** Start Records for processing **

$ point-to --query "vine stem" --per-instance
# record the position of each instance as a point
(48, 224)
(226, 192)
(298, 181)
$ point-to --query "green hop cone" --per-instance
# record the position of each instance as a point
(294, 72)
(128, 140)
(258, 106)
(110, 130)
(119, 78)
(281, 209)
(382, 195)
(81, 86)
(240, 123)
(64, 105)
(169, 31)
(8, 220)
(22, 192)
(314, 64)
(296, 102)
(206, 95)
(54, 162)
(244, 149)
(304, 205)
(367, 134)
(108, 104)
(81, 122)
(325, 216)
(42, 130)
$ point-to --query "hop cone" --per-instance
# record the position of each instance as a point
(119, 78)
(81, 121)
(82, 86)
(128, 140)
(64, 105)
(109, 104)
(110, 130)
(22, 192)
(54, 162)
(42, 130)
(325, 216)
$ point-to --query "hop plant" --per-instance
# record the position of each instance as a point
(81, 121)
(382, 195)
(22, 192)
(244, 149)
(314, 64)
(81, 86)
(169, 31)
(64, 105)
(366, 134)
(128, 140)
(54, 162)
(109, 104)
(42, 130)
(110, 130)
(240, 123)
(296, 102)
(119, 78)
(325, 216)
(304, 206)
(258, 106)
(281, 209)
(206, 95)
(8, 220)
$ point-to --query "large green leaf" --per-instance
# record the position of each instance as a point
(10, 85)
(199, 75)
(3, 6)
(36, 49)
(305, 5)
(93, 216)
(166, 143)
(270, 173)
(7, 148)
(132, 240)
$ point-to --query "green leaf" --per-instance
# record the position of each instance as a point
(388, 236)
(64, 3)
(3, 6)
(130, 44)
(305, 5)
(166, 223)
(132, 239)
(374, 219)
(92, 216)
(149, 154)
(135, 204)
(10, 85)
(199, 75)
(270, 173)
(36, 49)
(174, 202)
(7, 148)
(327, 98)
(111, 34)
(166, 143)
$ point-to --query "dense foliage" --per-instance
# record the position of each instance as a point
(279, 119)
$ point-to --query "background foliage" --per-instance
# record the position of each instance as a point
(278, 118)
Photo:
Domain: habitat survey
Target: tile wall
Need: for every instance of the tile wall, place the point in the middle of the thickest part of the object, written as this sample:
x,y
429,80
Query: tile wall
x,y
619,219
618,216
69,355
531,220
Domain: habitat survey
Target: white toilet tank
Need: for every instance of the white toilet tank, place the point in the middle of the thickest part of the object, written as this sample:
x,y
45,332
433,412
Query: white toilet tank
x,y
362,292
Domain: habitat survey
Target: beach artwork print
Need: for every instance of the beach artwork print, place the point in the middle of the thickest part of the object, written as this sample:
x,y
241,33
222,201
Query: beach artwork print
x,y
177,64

** End Records for processing **

- **Task description**:
Write out every record shown above, word for word.

- **Task output**:
$ point-to --query "vine stem" --per-instance
# record the position of each instance as a point
(48, 224)
(226, 192)
(298, 181)
$ point-to --query "green hop cone" --per-instance
# record the position of each instance as a point
(294, 72)
(128, 140)
(258, 106)
(110, 130)
(119, 78)
(281, 209)
(382, 195)
(81, 86)
(240, 123)
(64, 105)
(169, 31)
(8, 220)
(22, 192)
(314, 64)
(296, 102)
(206, 95)
(54, 162)
(244, 149)
(304, 205)
(367, 134)
(108, 104)
(81, 122)
(325, 216)
(42, 130)
$ point-to --query "hop cone" --per-instance
# record the position of each instance as a point
(119, 78)
(81, 121)
(82, 86)
(128, 140)
(64, 105)
(109, 104)
(110, 130)
(22, 192)
(54, 162)
(42, 130)
(325, 216)
$ point-to --query "hop plant" --per-instance
# record the position of each instance as a point
(81, 121)
(382, 195)
(22, 192)
(244, 149)
(314, 64)
(81, 86)
(169, 31)
(64, 105)
(366, 134)
(128, 140)
(54, 162)
(109, 104)
(42, 130)
(110, 130)
(240, 123)
(296, 102)
(119, 78)
(325, 216)
(304, 206)
(258, 106)
(281, 209)
(206, 95)
(8, 220)
$ point-to --query "large green leaf" --per-instance
# record the position of each instance as a point
(10, 85)
(199, 75)
(3, 6)
(36, 49)
(305, 5)
(93, 216)
(166, 143)
(270, 173)
(7, 148)
(132, 240)
$ point-to --query "green leaf" --per-instance
# record the position of each instance as a point
(388, 236)
(64, 3)
(3, 6)
(130, 44)
(305, 5)
(166, 223)
(132, 239)
(374, 219)
(92, 216)
(149, 154)
(135, 204)
(10, 85)
(199, 75)
(270, 173)
(36, 49)
(174, 202)
(7, 148)
(327, 98)
(111, 34)
(166, 143)
$ point-to --query "dense foliage" --per-instance
# record the position of each instance as a point
(279, 119)
$ point-to --query "background foliage" --per-instance
# record the position of each instance as a point
(278, 118)
Photo:
Domain: habitat survey
Target: tile wall
Need: for every instance of the tile wall, place the point in the middle of the thickest part of the object, written as this sample:
x,y
429,80
Query: tile wall
x,y
619,219
618,216
69,355
531,220
Domain: habitat survey
Target: white toilet tank
Need: for every instance of the white toilet tank, place the point in the middle of the thickest part of the object, written as this sample:
x,y
45,332
433,412
Query: white toilet tank
x,y
362,292
Domain: habitat survey
Target: beach artwork print
Need: for every instance of the beach artwork print, place the point in the middle of the thickest part of the object, written as this sample:
x,y
241,33
222,201
Query: beach artwork print
x,y
177,64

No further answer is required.